DATA IN THIS EXERCISE:
---+---
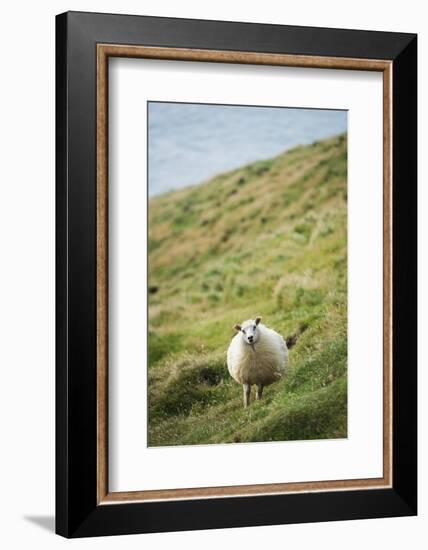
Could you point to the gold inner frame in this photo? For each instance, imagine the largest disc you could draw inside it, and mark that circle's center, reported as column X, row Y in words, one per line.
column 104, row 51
---+---
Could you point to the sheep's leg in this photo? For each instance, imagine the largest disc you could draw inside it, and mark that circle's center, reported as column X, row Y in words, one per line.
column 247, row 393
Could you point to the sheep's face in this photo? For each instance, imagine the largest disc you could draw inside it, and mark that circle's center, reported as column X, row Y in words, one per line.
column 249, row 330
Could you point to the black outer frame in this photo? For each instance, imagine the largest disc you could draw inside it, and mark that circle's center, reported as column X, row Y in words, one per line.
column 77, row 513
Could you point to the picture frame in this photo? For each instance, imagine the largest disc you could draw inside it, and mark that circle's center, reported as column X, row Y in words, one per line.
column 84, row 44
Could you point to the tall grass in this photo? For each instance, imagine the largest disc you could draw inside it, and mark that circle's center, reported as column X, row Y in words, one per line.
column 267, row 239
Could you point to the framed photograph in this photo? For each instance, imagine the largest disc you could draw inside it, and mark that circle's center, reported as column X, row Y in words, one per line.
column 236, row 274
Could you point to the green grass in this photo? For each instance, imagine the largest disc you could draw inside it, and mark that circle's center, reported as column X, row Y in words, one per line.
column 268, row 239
---+---
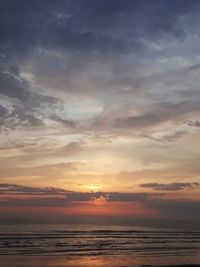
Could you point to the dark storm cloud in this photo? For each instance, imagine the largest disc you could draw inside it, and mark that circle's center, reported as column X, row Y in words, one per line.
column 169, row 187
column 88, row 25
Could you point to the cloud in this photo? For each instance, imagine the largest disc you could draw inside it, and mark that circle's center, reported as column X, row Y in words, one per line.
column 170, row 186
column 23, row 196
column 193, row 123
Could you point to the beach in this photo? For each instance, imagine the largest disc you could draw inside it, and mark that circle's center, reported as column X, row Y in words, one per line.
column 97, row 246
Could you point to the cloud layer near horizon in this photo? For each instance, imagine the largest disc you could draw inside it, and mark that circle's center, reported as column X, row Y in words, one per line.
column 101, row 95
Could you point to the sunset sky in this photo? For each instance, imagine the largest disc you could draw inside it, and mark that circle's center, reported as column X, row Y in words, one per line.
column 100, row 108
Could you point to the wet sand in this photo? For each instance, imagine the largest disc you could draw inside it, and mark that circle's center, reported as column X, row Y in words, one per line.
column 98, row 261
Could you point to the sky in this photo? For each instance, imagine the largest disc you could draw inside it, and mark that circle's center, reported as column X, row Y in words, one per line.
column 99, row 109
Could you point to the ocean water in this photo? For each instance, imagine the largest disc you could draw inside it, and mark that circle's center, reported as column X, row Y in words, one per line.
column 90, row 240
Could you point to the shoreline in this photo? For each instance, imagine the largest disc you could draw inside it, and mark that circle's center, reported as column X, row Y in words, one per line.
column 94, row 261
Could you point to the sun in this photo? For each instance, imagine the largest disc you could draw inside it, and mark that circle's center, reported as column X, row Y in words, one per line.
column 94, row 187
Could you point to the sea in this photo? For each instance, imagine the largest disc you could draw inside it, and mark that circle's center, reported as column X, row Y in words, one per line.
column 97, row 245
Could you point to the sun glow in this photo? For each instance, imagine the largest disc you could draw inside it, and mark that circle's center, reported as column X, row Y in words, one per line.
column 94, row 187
---+---
EXERCISE TASK:
Copy out word for word the stretch of the listing from the line that contains "Could you point to the framed" through the line that contains "column 236, row 274", including both of those lines.

WRITTEN SOLUTION:
Could you point to the framed photograph in this photo? For each instance, imagine the largest disc you could draw inside it, and mark that circle's center, reported as column X, row Y in words, one per line.
column 236, row 274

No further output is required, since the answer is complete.